▶ **Objective**
Rewrite the records starting at the line containing "label the black folding" and ending at the line containing "label the patterned hijab, a", changing "black folding chair" to "gray folding chair" and leaving everything else as it is.

▶ **Entries supplied**

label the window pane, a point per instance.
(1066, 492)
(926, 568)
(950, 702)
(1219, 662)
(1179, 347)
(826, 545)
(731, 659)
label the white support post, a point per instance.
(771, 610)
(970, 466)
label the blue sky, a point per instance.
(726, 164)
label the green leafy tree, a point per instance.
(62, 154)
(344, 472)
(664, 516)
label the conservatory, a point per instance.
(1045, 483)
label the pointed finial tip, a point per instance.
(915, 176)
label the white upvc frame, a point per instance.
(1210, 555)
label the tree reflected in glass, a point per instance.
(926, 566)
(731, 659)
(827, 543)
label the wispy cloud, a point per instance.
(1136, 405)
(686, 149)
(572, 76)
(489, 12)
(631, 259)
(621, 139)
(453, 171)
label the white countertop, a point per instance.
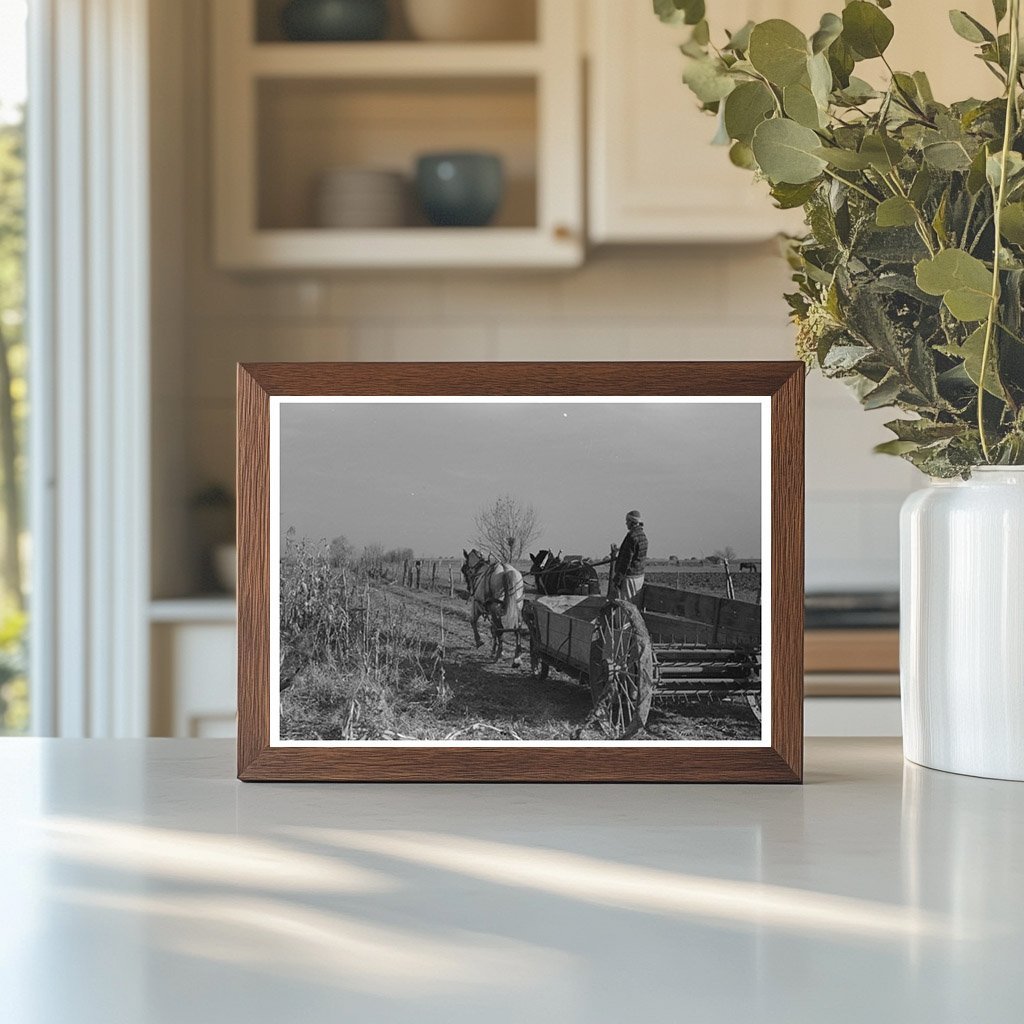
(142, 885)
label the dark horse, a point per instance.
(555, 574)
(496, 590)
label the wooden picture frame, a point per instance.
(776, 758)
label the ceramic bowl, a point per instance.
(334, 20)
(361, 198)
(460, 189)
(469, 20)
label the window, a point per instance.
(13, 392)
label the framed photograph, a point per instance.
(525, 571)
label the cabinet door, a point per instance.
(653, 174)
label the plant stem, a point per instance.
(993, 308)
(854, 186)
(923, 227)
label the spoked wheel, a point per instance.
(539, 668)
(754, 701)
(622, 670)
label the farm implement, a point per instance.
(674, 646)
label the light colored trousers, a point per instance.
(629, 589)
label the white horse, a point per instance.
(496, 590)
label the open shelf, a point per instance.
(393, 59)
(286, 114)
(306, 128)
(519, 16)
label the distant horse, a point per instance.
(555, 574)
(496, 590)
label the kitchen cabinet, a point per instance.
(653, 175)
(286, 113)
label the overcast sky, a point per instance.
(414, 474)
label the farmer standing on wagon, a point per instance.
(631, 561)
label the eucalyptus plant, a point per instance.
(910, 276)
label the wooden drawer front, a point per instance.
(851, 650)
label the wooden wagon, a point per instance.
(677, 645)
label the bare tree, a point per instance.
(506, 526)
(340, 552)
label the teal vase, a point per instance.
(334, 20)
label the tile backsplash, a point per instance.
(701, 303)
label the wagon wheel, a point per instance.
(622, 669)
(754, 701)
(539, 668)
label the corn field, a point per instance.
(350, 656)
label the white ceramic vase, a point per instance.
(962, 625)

* * *

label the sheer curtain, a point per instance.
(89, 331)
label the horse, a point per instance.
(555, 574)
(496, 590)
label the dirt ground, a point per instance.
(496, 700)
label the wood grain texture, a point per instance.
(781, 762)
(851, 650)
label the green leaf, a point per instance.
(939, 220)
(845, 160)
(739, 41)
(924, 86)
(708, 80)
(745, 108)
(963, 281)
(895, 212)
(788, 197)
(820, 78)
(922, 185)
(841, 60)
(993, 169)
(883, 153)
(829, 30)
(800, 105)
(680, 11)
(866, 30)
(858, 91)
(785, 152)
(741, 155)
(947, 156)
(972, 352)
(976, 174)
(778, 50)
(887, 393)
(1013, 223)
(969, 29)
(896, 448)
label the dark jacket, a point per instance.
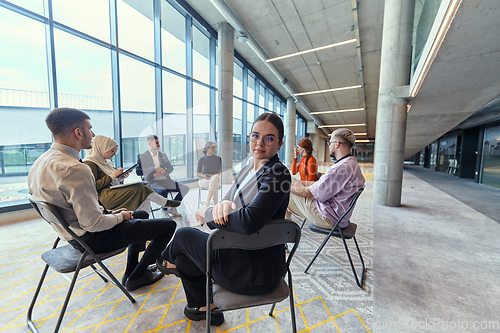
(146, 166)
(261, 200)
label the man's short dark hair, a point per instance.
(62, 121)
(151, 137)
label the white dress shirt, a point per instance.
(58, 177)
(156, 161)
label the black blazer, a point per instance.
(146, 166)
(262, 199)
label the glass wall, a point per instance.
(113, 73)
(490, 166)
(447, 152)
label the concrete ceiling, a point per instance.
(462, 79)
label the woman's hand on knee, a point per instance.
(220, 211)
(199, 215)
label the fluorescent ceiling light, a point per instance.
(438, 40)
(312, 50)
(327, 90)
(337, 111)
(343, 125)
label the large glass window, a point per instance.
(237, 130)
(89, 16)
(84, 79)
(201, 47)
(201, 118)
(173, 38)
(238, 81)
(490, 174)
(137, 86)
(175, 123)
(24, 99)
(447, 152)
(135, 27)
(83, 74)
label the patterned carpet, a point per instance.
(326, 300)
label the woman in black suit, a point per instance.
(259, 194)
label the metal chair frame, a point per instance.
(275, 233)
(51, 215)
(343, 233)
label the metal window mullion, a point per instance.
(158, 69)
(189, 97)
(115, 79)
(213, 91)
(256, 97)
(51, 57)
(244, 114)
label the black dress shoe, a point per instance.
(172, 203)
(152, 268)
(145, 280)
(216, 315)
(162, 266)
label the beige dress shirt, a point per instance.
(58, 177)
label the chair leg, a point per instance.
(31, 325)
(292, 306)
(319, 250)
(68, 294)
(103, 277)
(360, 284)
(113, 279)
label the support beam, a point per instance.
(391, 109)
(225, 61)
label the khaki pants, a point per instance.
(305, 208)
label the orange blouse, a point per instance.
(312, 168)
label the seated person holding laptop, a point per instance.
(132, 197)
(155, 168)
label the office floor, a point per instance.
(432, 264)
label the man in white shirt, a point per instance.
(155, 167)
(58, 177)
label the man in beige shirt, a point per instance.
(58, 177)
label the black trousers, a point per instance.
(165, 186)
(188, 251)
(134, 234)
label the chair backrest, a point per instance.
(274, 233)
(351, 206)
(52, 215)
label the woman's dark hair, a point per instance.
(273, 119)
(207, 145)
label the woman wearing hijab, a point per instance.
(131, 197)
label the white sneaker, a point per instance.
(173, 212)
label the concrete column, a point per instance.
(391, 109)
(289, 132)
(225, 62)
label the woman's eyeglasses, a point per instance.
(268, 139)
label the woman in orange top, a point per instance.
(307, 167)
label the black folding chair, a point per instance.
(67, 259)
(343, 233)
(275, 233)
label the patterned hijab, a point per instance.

...

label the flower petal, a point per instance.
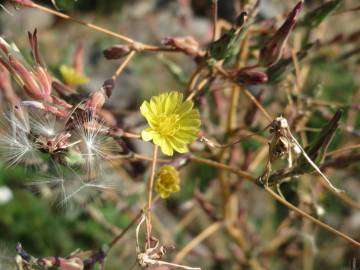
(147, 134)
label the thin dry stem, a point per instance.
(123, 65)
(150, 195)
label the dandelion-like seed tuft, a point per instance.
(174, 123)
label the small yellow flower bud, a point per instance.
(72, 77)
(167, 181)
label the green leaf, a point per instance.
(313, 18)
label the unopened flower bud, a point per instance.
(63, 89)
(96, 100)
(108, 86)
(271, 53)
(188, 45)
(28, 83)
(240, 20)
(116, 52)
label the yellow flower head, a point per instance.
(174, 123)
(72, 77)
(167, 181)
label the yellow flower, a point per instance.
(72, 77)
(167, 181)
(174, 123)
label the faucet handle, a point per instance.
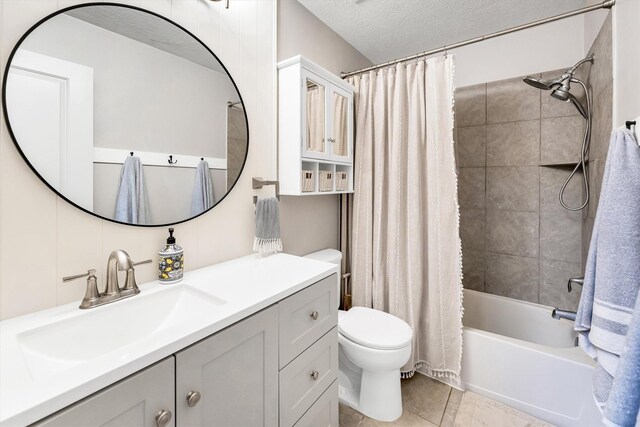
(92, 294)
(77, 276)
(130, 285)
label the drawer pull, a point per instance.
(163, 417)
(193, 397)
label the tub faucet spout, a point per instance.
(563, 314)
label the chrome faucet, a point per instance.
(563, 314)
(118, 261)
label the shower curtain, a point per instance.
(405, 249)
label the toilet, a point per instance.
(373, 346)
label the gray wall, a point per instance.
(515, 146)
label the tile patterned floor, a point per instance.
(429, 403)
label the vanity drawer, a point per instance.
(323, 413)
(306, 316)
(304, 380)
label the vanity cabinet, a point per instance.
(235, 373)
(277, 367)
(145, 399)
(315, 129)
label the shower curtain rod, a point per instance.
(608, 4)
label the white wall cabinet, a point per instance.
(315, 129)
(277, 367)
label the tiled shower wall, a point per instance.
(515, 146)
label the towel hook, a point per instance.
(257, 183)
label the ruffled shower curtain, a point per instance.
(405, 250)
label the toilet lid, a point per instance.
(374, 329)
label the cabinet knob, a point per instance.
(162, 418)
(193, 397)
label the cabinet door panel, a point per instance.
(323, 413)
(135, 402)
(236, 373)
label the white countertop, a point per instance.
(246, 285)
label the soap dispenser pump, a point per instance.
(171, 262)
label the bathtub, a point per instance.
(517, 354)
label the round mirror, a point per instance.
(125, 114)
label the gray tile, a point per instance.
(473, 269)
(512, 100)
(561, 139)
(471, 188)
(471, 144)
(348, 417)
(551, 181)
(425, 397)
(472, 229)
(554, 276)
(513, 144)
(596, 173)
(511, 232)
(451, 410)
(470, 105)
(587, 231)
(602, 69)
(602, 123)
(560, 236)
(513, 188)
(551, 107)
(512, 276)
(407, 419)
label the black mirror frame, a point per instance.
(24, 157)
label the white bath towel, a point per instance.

▶ **Written solution**
label the gray folding chair, a point per instance.
(67, 259)
(343, 233)
(275, 233)
label the patterned hijab, a point per instance.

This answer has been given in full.